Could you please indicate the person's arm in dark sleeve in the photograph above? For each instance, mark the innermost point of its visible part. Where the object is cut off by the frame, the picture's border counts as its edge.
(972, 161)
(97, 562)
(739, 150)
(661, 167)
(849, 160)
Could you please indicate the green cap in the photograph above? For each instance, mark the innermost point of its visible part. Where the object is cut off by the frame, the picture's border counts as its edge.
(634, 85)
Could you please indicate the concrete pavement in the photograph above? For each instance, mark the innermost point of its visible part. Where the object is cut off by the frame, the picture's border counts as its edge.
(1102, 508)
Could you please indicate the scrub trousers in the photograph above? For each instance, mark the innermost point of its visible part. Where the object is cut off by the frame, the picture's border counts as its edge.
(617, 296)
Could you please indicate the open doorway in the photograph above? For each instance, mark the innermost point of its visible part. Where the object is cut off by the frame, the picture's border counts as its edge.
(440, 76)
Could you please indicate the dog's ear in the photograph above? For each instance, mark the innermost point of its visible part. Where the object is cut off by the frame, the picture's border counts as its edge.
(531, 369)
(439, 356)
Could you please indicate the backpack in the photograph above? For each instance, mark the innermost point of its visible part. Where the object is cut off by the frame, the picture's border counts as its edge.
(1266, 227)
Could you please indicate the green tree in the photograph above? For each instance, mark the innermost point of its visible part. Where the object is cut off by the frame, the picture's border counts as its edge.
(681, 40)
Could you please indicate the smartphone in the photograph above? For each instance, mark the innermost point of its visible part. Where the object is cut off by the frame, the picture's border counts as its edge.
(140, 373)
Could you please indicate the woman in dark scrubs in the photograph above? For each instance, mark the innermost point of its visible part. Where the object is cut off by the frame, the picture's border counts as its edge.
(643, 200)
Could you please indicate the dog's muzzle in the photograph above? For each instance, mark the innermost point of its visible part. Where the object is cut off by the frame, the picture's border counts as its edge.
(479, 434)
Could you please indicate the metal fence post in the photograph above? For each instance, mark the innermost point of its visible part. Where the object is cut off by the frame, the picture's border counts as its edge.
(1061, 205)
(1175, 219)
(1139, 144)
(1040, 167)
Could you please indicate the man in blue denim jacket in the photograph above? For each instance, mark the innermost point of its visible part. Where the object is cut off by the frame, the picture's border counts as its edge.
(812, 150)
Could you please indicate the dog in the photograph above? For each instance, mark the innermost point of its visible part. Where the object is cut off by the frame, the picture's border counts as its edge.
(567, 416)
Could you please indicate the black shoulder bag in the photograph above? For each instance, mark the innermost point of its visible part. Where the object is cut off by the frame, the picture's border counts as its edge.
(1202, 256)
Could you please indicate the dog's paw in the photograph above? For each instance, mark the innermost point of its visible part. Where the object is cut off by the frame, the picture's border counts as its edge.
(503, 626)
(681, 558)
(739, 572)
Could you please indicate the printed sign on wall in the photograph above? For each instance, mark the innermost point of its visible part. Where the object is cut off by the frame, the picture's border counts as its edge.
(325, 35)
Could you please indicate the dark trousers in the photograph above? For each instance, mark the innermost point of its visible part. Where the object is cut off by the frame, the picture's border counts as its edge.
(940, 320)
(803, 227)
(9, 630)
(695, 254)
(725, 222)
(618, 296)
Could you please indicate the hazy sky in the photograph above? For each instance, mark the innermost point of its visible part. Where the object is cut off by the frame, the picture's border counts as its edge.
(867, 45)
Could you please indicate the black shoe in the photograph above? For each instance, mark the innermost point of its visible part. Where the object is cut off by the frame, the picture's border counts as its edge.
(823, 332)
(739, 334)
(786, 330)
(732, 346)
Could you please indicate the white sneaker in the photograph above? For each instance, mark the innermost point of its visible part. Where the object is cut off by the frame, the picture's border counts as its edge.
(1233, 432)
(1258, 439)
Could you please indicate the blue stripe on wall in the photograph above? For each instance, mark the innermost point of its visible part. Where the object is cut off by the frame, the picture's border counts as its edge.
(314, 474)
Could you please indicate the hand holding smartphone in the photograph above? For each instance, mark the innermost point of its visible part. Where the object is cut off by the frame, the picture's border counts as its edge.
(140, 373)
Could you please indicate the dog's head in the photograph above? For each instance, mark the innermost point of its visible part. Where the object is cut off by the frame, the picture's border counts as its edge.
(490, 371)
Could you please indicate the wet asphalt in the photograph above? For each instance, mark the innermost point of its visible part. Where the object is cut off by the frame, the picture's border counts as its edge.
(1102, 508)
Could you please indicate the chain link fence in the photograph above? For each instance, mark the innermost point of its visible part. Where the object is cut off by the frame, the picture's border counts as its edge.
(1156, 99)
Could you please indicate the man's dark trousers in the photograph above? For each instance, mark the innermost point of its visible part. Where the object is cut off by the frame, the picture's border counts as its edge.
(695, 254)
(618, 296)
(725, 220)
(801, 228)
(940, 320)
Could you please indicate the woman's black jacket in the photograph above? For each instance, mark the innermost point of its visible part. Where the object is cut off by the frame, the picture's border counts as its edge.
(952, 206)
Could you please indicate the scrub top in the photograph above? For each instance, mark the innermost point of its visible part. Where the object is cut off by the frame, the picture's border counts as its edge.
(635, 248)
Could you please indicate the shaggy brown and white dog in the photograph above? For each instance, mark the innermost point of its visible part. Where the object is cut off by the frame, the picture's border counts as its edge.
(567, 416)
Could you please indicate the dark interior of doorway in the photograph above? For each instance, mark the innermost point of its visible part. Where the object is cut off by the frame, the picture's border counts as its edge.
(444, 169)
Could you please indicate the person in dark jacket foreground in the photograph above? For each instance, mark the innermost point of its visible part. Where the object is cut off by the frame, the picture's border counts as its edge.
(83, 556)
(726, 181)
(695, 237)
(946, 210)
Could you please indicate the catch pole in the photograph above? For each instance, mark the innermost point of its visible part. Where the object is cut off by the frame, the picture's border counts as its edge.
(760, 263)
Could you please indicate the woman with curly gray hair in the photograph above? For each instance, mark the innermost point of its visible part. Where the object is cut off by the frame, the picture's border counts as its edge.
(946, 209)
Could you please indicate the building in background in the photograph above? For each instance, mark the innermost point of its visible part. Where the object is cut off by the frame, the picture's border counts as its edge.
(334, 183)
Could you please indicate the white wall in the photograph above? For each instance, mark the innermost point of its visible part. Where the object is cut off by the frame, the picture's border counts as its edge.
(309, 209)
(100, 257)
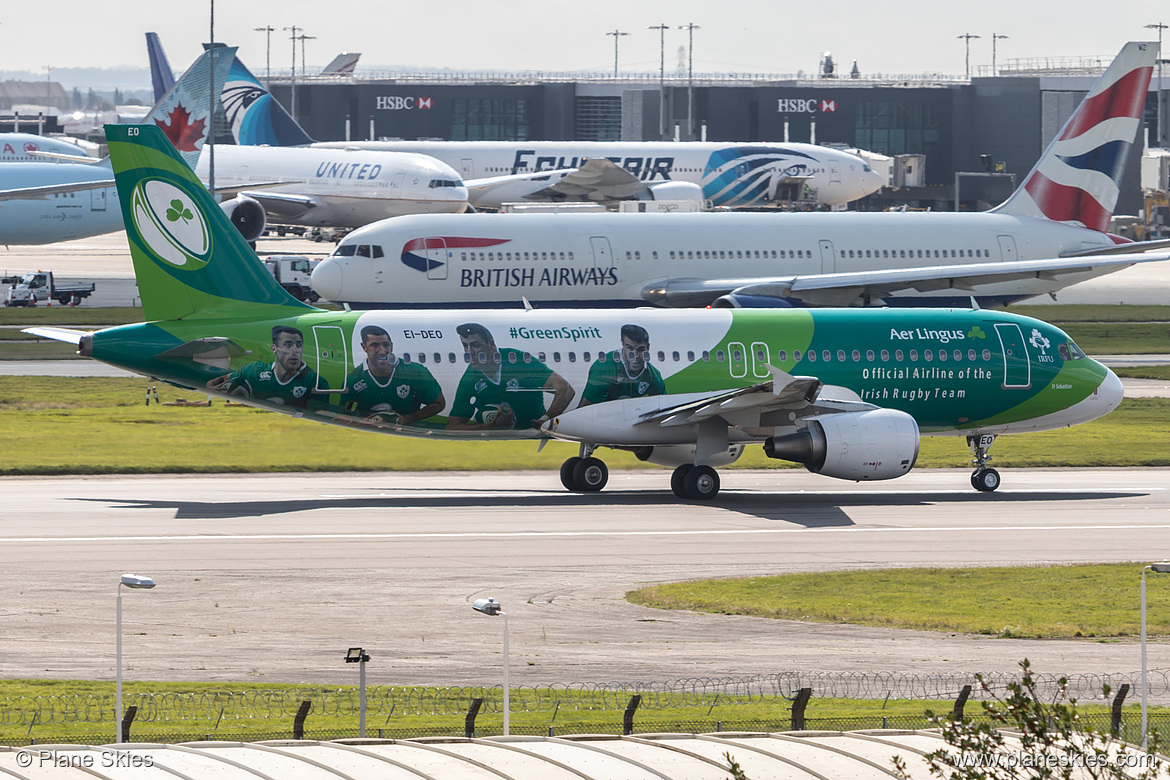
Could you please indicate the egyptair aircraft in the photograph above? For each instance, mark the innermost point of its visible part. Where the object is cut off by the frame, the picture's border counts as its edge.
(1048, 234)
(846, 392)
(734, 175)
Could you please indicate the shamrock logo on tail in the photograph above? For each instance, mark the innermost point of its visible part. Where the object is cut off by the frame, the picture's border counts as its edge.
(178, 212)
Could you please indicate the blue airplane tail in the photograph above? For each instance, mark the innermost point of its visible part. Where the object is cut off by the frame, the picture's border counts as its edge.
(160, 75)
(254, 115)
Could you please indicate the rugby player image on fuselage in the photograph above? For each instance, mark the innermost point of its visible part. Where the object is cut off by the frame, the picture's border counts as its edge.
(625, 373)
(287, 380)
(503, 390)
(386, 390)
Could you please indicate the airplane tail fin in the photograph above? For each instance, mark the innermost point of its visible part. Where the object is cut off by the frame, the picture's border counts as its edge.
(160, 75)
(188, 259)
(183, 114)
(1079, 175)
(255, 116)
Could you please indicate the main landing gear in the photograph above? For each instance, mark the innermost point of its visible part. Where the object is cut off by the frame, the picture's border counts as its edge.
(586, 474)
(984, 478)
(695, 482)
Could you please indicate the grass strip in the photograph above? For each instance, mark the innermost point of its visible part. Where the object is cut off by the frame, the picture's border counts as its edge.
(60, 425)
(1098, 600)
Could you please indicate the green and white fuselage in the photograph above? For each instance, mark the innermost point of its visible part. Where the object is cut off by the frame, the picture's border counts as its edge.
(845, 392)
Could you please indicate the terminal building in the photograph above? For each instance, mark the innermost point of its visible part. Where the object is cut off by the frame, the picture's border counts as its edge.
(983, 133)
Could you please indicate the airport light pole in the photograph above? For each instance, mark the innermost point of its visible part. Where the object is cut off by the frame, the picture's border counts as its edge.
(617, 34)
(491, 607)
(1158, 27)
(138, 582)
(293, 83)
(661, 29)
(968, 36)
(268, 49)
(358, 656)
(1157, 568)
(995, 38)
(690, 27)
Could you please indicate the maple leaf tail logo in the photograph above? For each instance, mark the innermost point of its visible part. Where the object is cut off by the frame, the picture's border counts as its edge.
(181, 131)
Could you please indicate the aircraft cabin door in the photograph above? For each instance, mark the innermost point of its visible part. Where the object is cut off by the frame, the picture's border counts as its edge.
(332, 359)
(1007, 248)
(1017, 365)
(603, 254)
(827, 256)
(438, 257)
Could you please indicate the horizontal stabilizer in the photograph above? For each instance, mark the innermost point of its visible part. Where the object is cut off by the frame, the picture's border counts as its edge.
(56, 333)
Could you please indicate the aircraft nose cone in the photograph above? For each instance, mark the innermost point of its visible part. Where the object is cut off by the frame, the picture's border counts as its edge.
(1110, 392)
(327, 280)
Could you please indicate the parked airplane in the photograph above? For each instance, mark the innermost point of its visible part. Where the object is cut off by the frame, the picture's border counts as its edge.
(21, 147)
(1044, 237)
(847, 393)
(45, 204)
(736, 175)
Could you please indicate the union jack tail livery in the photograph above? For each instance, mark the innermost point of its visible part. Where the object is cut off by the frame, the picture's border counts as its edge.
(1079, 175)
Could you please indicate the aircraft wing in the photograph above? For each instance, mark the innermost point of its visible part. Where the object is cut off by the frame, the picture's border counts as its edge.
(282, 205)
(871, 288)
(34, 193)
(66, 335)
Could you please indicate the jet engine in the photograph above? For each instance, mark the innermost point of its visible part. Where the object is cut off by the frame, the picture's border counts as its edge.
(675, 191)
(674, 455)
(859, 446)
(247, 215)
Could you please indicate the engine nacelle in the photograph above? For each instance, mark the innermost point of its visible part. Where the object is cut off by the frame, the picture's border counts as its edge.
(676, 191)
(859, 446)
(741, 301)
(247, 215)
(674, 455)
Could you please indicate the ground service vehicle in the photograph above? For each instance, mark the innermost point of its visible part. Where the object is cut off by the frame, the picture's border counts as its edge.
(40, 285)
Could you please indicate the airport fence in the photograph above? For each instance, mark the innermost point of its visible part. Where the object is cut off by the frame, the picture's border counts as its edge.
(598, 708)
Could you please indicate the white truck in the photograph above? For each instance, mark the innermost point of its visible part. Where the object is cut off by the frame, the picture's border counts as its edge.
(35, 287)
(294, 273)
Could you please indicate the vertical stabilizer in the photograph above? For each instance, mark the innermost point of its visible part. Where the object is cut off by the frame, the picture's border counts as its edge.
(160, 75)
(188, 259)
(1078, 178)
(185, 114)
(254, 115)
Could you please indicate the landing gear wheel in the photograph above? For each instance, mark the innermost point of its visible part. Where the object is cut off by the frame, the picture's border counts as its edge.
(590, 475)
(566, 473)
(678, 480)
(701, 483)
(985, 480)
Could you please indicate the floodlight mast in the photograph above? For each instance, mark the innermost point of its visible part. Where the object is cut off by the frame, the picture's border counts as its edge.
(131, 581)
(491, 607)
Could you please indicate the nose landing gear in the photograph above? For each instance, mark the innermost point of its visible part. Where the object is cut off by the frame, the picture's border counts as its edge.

======

## The problem
Reproduce the entries between the line holding "Could you please indicate the dog's muzzle" and the line holding "(1202, 256)", inclusive, replacing "innermost" with "central" throughout and leaving everything else unchanged.

## Complete answer
Could you please indicate the dog's muzzle in the photograph above? For each instance, mark the central point of its visible part. Where the object is cut off by the frame, the picture's border counts as its edge.
(479, 434)
Could you please indicate the metal fence post in the photograph above? For each instance, mark the central point of its visible part. Where the object is cut off by the frame, the picture's border counts as its edge.
(1061, 205)
(1175, 219)
(1139, 144)
(1040, 167)
Could you please indicate the man in blue denim jacket in the photograph above? For each instance, mark the central point of its visible part. Where the object is cut off by the frame, the picture's border counts as its edge.
(812, 150)
Could you please indicate the dog in the photograph above? For each instance, mark the central point of its visible part. Where the object is cut off by the frame, the picture's border counts as its edge.
(567, 416)
Could you please indicate the black shoulder bag in the photograph above? For each instance, mark the central point of its visible part. Where the object is cut off by the frame, the picture's border counts as its edge.
(1202, 256)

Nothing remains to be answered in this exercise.